A complete, exact retyping of the data below is required.
■ ■ ■
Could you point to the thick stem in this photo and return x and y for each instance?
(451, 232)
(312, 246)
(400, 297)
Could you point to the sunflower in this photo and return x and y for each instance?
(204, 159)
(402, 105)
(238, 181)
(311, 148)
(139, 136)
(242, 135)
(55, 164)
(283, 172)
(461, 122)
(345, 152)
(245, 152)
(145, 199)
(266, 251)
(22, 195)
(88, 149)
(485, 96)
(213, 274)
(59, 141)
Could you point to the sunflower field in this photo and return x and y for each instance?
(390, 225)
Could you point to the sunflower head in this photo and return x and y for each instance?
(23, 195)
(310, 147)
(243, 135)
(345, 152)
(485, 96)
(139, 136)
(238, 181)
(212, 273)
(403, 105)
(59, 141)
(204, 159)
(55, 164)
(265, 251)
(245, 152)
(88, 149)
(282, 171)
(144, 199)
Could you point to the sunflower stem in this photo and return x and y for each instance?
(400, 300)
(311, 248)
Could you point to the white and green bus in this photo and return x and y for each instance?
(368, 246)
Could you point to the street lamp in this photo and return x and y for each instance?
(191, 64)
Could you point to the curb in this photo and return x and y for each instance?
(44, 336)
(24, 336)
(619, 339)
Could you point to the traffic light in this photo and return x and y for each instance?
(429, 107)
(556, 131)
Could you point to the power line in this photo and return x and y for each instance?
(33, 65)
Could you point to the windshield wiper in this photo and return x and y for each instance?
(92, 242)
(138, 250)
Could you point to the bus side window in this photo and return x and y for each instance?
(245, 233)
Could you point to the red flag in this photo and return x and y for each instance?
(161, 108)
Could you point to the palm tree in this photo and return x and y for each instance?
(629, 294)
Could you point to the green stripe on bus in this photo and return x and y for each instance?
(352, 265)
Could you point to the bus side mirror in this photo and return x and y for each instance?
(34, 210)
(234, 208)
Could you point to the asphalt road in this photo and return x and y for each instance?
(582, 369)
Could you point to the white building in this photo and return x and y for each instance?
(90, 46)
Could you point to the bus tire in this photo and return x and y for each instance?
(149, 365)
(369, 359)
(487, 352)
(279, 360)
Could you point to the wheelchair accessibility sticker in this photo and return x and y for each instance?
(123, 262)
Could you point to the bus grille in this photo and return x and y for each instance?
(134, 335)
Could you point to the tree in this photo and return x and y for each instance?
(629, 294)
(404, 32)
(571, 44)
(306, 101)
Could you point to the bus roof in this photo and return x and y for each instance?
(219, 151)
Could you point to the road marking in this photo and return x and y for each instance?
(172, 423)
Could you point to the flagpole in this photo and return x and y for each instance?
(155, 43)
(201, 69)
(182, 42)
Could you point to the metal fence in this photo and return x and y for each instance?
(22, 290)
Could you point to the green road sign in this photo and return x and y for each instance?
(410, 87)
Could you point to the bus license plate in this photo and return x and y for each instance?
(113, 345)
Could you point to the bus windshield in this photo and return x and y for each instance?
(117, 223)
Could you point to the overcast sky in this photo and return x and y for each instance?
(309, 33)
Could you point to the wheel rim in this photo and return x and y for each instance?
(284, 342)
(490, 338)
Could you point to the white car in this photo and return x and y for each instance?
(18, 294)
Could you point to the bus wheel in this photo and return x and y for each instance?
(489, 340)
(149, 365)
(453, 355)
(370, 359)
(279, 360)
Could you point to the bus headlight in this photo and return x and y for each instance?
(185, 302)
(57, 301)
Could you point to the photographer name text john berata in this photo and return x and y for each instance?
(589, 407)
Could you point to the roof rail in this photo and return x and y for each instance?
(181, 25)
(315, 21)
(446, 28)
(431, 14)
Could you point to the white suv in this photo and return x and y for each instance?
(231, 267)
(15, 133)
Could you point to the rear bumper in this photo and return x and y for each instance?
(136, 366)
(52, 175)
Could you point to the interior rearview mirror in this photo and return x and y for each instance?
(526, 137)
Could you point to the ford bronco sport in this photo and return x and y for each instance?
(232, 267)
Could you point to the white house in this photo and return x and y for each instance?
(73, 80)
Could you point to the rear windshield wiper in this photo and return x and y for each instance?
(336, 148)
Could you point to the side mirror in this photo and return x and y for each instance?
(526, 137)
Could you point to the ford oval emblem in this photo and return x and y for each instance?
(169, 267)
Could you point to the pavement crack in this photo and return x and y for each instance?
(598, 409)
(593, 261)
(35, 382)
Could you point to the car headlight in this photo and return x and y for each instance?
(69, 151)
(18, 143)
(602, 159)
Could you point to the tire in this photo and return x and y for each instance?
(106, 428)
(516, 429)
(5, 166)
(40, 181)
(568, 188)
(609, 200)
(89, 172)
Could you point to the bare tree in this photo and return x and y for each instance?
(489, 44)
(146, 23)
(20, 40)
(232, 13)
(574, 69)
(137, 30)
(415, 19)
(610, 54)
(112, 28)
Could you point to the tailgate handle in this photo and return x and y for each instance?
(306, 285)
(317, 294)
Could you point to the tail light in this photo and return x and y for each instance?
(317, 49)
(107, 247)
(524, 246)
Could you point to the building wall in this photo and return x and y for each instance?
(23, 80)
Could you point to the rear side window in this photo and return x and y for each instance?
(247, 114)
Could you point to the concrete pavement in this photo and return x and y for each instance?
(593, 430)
■ ■ ■
**RESULT OF THE TASK**
Could you point to the thick stem in this photo and return x and y for each instance?
(451, 232)
(312, 246)
(400, 297)
Could you point to the sunflower in this photo and return x and y for each instance?
(204, 159)
(402, 105)
(238, 181)
(311, 148)
(139, 136)
(242, 135)
(55, 164)
(283, 172)
(461, 122)
(345, 152)
(245, 152)
(145, 199)
(266, 251)
(22, 195)
(88, 149)
(485, 96)
(213, 274)
(59, 141)
Could you point to the sunflower field in this photo and return x and y for each instance?
(390, 225)
Could you point to the sunflower head in this photo and return x and y for each instance?
(23, 195)
(310, 147)
(243, 135)
(345, 152)
(485, 96)
(139, 136)
(238, 181)
(212, 273)
(403, 105)
(59, 141)
(204, 159)
(55, 164)
(265, 251)
(245, 152)
(88, 149)
(282, 171)
(144, 199)
Could you point to the sunflower stem in this photo and return x and y for each instance?
(400, 300)
(311, 248)
Could you point to the white and green bus in this photo and return x and y for each instance?
(368, 246)
Could you point to the street lamp in this photo and return x and y for each instance?
(191, 64)
Could you point to the curb in this photo and return x and y for each instance?
(44, 336)
(24, 336)
(619, 339)
Could you point to the traffic light in this photo and return x and y for each instance?
(429, 107)
(556, 131)
Could you point to the power line in this photo and return x and y for each instance?
(33, 65)
Could you point to the windshield wiper in this photo and return x and y for each instance?
(92, 242)
(138, 250)
Could you point to the bus side window in this photo and return x and y for each instance?
(245, 233)
Could you point to the red flag in this photo and return x and y for each instance?
(161, 108)
Could you point to the palm tree in this photo and return x and y for each instance?
(629, 294)
Could you point to the green stripe on bus in this photo and return x and y for each instance?
(352, 265)
Could you point to the bus side mirror in this photo and return x and y for each instance?
(34, 210)
(234, 208)
Could you point to the asphalt road in this photo and return x and y for each instance?
(582, 369)
Could you point to the white building in this photo and return x and y for each instance?
(90, 46)
Could you point to the bus tire in this photo and return x and y for each instance?
(149, 365)
(369, 359)
(487, 352)
(279, 360)
Could you point to the wheelchair accessibility sticker in this photo and return x and y for each instance?
(123, 262)
Could you point to the bus grille in this photo and return x and y for each instance?
(134, 335)
Could you point to the tree in this photo and return x and y for each instance?
(629, 294)
(404, 32)
(571, 44)
(306, 101)
Could you point to the bus roof in this photo and return x and y for each instance?
(219, 151)
Could you point to the road marking in this photo and return x and y for each instance?
(172, 423)
Could you point to the flagpole in this photo and return x and y for each instance?
(155, 43)
(201, 69)
(182, 42)
Could you point to the metal fence in this photo and return x and y for each instance?
(22, 290)
Could you point to the green road sign in this photo and return x and y for each instance?
(410, 87)
Could you point to the bus license plate in this photo and return x and y for each instance?
(113, 345)
Could you point to the bus windshield in this photo and return x and y for each instance?
(117, 223)
Could you point to the overcast sky in this photo and return x and y for each instance?
(309, 33)
Could you point to the wheel rim in this photo and return x and y for each instance?
(284, 342)
(490, 338)
Could you point to the white car in this photo and return x and y for each instance?
(18, 294)
Could you point to the bus wheel in this photo and return x and y for each instance?
(489, 340)
(149, 365)
(453, 355)
(370, 359)
(279, 360)
Could you point to the bus headlight in this photo and return x and y for each instance?
(185, 302)
(57, 301)
Could you point to the photographer name text john berata in this photo and return x and y for each instance?
(589, 407)
Could you point to the roof rail in this photo and return x and y for each instance?
(181, 25)
(315, 21)
(446, 28)
(431, 14)
Could you point to the white suv in this photo and return x and y for each instance?
(231, 267)
(15, 133)
Could you point to the rear bumper in this photo and return x and y for each instance?
(136, 366)
(52, 175)
Could you point to the interior rearview mirror in this photo and return x and y for each instance?
(526, 137)
Could you point to the ford bronco sport in this photo and return x and y for each instance?
(232, 267)
Could you point to the white house in this photo and return x and y for each instance?
(73, 80)
Could you point to the rear windshield wiper in this photo and return x and y for each instance?
(336, 148)
Could you point to the side mirror in this photo and return x and y for each instance?
(526, 137)
Could you point to the ford oval emblem in this photo and return x and y for each instance?
(169, 267)
Could you point to the pavement crack in this photo and return x and y for each instance?
(598, 409)
(593, 261)
(35, 382)
Could you point to the car headlight in this photo and return x and y for each instance?
(69, 151)
(18, 143)
(602, 159)
Could you point to the tire in this photo and return x and y for each instance?
(106, 428)
(516, 429)
(5, 166)
(40, 181)
(568, 188)
(609, 200)
(89, 172)
Could you point to the bare tree in this photo and return x and y for each instance?
(489, 44)
(146, 23)
(20, 40)
(232, 13)
(574, 69)
(137, 30)
(415, 19)
(610, 54)
(112, 28)
Could you point to the tailgate handle in this photo and return x and y for each instance?
(306, 285)
(317, 294)
Could you point to the tail light in this photo and return x and y for each instance?
(317, 49)
(107, 247)
(524, 246)
Could you point to the building wall in this photo and return x and y for each instance?
(23, 80)
Could you point to the rear side window in this photo and return x and y for each instance?
(247, 114)
Could you point to the concrete pavement in this photo and return x and y for each instance?
(593, 430)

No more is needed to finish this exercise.